EXERCISE 1
According to the transfer window text, clubs in which country were the quickest to start moving?
EXERCISE 2
Print the transfer window text from "Luckily for me, the" up to and including "the deadline approaches?".

*** GIVEN TEXT Section Begins ***

However, there wasn’t any kind of time-stamp present in Transfermarkt’s collation of transfer data, which was a dimension I wanted to explore. I would have to try my luck elsewhere.
Luckily for me, the Guardian ran a transfer window interactive that included information about when transfers happened. A quick
forcats combo is all I needed to grab, parse and clean the data for my purposes (remember to head for the footnotes if you want the code relief).
With that, the temporal aspect of the transfer window is ours.
Watching the window go by
As mentioned earlier, there is a perceived high-stakes end to the window here in England, possibly fuelled by sensationalist third-parties in the media (among other factors). Given that the other major European leagues find their opportunities for business cut off at the same time, is there a widespread spike in business as the deadline approaches?
We see the biggest peak in player buys, across all leagues, comes around the start of July (coinciding with the 1st July opening of the window). Business is done earlier than this date, as players agree moves prior to officially jumping ship. It appears that the quickest clubs to start moving are in Germany (Bundesliga), while the biggest spike near to the deadline is clearly in England (Premier League) as their clubs continue to do business later, relative to the others. It is hard to tell haw much media furore influences this late activity (a self-fulfilling prophecy, perhaps), and there are other factors to consider - even an executive’s hard negotiating style can make a club’s business likely to drag on.

*** GIVEN TEXT Section Ends ***
*** EXCERPTED RECORDS Section Begins ***

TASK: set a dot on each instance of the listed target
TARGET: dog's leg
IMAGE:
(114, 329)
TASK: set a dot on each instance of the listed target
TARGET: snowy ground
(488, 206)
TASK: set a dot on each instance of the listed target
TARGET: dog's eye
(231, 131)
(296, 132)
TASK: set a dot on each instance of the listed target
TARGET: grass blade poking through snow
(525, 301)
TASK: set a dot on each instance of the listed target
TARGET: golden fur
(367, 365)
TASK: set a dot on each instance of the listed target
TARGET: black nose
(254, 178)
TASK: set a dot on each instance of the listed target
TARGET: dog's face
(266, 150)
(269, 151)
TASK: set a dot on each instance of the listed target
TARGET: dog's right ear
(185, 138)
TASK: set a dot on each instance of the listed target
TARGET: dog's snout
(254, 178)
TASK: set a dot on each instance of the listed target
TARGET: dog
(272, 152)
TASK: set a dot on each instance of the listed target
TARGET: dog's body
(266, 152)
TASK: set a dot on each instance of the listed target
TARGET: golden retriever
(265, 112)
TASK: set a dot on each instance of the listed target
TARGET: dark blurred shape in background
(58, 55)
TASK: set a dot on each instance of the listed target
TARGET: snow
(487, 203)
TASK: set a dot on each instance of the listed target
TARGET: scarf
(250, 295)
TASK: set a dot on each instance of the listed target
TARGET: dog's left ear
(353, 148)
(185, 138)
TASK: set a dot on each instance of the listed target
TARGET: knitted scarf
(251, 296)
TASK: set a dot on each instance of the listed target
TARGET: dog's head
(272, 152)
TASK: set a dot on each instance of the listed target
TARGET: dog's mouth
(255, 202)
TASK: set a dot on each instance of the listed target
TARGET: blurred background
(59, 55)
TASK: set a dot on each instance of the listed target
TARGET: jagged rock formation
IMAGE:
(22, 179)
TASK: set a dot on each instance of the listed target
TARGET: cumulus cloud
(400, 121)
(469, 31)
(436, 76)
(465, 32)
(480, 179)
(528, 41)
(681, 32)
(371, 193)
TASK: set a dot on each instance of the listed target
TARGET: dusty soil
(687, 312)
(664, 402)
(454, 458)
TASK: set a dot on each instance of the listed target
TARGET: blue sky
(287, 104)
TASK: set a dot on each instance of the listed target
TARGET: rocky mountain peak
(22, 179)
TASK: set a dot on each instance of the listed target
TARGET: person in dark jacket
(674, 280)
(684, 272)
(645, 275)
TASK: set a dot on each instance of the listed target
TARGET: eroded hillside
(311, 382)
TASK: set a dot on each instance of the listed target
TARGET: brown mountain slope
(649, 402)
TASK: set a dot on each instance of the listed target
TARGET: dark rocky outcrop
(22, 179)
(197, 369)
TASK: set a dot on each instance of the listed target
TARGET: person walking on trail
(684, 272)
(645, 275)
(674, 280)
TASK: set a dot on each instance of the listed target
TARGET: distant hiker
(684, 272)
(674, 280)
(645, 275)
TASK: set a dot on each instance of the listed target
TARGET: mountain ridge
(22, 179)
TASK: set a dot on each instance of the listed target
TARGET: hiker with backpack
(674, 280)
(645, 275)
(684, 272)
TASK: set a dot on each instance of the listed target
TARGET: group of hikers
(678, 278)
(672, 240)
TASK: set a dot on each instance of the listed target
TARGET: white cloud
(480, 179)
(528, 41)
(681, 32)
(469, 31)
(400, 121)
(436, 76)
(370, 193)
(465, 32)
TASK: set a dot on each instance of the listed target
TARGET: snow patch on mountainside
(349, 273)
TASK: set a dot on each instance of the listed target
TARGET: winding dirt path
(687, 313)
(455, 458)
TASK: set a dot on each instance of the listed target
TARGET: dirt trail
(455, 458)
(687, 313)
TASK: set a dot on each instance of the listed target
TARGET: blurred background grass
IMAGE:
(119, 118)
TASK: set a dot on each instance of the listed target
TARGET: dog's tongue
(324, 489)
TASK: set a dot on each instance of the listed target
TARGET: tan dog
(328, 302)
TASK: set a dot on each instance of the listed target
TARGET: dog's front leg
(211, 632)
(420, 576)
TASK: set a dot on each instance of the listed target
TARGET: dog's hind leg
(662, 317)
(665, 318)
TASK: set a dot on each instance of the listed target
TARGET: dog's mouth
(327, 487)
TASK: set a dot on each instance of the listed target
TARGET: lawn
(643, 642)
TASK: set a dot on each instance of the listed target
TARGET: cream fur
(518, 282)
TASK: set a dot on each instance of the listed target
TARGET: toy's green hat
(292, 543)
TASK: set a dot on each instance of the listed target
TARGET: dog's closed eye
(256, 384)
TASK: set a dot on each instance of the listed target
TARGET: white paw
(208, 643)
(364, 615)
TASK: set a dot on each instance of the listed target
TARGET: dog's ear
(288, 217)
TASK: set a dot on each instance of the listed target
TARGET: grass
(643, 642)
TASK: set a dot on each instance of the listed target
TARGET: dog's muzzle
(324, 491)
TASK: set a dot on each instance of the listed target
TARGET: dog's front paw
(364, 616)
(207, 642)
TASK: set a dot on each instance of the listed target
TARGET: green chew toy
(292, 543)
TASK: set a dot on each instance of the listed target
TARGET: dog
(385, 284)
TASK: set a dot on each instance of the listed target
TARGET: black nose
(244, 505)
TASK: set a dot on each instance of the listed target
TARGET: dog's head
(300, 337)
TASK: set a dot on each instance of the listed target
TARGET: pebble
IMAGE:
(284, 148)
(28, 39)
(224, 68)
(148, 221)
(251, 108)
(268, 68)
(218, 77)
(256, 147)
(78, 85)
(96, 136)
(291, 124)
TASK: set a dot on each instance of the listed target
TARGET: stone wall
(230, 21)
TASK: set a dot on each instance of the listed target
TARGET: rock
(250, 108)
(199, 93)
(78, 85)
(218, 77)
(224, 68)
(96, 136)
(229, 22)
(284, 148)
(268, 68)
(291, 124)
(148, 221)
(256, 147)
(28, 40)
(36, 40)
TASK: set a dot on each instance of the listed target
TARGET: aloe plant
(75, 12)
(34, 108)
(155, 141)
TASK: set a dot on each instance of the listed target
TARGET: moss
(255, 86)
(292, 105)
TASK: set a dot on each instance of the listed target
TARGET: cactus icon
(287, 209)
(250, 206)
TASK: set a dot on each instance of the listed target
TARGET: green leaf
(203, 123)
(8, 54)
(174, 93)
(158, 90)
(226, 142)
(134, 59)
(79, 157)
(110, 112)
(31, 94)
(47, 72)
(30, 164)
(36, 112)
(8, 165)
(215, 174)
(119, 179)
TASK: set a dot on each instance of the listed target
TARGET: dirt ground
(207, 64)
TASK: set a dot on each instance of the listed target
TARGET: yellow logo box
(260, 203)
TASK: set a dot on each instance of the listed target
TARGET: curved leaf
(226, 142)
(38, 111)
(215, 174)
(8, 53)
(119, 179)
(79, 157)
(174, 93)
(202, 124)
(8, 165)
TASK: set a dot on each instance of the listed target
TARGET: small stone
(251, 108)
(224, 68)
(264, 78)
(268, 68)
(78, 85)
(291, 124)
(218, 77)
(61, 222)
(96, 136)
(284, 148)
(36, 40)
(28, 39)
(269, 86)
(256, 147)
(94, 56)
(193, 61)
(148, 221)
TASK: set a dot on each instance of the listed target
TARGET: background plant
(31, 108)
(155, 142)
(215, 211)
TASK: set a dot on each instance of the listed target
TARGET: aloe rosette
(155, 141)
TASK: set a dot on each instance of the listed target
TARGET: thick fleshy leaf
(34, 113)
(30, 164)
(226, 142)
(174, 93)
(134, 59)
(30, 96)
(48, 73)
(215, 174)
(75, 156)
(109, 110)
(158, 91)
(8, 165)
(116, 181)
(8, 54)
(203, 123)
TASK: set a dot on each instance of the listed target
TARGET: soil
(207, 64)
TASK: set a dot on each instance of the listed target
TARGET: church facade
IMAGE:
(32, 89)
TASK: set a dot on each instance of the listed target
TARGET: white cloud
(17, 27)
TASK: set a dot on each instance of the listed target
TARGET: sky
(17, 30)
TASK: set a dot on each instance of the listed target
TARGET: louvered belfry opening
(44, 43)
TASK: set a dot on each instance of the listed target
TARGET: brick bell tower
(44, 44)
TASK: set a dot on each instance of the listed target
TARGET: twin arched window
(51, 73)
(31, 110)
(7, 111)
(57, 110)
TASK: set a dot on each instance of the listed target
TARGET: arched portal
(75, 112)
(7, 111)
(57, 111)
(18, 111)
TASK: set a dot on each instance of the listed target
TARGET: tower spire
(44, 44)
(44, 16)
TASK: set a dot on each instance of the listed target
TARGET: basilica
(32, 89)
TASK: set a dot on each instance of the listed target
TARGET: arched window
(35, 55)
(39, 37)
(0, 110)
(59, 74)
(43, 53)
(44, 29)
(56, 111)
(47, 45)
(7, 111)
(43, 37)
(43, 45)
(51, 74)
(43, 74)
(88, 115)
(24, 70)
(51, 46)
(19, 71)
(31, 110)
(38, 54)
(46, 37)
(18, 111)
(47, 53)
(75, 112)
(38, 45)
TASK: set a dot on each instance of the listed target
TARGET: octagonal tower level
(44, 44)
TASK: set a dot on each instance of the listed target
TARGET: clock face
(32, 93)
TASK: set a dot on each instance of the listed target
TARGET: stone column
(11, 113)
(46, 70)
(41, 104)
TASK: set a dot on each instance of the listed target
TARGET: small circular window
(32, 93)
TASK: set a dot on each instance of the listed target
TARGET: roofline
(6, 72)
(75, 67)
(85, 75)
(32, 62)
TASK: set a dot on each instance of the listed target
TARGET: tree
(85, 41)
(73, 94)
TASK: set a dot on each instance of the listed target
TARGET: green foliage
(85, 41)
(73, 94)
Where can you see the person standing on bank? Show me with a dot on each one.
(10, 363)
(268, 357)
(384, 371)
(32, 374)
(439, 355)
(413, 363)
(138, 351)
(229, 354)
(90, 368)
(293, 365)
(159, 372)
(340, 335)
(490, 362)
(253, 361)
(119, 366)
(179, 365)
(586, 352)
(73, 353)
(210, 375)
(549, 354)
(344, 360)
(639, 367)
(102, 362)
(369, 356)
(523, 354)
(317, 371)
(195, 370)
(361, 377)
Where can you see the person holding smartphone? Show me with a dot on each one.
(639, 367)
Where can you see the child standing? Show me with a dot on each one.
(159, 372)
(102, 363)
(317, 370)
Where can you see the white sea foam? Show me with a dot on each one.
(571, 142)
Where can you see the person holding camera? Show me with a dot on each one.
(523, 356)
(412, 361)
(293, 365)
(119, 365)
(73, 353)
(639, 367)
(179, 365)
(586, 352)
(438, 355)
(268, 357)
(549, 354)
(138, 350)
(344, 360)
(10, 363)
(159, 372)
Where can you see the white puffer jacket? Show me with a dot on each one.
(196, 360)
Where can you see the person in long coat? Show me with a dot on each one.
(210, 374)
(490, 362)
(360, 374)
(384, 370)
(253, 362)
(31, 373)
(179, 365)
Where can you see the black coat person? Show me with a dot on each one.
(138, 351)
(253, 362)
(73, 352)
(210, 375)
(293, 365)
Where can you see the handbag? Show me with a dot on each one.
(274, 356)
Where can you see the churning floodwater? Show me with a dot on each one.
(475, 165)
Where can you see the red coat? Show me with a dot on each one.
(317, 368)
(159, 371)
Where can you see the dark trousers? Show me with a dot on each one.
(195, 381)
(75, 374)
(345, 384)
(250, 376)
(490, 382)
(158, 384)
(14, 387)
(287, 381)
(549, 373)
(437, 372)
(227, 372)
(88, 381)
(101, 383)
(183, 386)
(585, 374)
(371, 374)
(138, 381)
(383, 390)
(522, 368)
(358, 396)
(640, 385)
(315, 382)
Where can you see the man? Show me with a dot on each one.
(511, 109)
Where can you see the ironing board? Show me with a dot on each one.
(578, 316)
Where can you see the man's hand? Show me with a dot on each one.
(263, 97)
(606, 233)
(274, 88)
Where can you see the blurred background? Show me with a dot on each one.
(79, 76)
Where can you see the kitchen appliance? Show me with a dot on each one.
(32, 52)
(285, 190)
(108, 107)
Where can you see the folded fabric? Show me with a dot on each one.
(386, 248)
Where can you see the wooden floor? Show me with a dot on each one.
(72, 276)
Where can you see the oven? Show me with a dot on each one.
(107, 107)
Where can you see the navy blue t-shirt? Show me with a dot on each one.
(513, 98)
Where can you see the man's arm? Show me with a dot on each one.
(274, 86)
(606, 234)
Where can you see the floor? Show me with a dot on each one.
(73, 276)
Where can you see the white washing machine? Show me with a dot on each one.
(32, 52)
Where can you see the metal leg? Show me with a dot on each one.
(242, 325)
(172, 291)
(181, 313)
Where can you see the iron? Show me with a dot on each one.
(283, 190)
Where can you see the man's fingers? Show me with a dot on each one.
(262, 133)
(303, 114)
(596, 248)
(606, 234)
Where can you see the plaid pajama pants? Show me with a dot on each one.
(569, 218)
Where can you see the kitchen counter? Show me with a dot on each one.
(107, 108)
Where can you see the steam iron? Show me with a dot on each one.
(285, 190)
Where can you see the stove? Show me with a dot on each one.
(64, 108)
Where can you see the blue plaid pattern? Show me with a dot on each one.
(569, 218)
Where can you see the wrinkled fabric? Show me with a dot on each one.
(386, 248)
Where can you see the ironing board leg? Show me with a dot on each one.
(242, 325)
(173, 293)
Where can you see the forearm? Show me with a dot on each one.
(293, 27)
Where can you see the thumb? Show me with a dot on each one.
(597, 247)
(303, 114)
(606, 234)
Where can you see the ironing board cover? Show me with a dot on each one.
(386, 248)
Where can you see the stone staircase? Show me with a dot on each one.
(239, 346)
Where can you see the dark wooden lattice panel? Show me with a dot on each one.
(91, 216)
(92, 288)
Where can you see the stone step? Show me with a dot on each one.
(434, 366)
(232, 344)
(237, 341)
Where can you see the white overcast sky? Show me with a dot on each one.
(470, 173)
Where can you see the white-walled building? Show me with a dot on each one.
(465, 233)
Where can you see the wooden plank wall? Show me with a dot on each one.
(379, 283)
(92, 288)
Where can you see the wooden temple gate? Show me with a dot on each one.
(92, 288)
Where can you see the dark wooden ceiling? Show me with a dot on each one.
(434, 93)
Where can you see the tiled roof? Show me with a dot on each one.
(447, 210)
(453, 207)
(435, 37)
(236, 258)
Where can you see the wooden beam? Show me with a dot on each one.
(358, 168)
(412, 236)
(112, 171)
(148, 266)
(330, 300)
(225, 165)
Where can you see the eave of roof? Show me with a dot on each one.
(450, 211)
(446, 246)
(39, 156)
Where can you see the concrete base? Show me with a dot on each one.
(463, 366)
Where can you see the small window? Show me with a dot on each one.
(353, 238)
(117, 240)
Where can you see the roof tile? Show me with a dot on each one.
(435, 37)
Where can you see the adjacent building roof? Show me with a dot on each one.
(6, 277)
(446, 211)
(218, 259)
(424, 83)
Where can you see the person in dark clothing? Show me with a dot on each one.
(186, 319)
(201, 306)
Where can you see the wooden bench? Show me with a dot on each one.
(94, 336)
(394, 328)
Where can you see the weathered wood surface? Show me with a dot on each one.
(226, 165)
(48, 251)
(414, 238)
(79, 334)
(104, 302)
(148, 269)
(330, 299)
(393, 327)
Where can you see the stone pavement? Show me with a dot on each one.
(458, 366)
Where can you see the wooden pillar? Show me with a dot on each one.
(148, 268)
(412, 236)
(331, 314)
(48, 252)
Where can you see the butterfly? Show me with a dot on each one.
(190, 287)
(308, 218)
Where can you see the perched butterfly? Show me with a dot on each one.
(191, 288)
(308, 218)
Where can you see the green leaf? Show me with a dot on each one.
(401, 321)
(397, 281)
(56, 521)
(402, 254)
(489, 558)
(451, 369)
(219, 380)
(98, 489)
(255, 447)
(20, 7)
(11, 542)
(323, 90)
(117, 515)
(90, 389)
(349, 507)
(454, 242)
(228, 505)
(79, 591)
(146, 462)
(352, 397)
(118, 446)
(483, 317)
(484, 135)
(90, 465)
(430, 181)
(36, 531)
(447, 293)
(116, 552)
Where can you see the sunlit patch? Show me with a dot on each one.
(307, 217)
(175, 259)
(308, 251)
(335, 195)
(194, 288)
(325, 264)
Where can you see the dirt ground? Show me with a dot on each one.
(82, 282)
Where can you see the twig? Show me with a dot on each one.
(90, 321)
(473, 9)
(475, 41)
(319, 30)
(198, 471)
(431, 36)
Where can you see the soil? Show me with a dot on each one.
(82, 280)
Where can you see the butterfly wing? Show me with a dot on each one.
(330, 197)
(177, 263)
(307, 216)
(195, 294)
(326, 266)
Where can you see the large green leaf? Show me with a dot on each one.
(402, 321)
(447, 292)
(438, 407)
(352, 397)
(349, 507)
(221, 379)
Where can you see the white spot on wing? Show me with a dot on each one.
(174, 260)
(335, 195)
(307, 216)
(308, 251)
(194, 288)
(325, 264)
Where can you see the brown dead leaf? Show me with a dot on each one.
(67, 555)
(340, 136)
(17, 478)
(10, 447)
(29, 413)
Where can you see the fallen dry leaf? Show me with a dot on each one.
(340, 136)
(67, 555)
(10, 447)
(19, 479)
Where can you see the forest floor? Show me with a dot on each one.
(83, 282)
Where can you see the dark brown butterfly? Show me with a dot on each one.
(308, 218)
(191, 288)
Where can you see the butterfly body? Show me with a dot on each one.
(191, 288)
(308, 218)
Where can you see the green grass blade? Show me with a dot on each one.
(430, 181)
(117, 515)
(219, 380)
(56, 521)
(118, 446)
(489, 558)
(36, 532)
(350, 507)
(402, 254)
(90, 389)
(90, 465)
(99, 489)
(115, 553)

*** EXCERPTED RECORDS Section Ends ***

ANSWER 1
Germany (Bundesliga)

ANSWER 2
Luckily for me, the Guardian ran a transfer window interactive that included information about when transfers happened. A quick
forcats combo is all I needed to grab, parse and clean the data for my purposes (remember to head for the footnotes if you want the code relief).
With that, the temporal aspect of the transfer window is ours.
Watching the window go by
As mentioned earlier, there is a perceived high-stakes end to the window here in England, possibly fuelled by sensationalist third-parties in the media (among other factors). Given that the other major European leagues find their opportunities for business cut off at the same time, is there a widespread spike in business as the deadline approaches?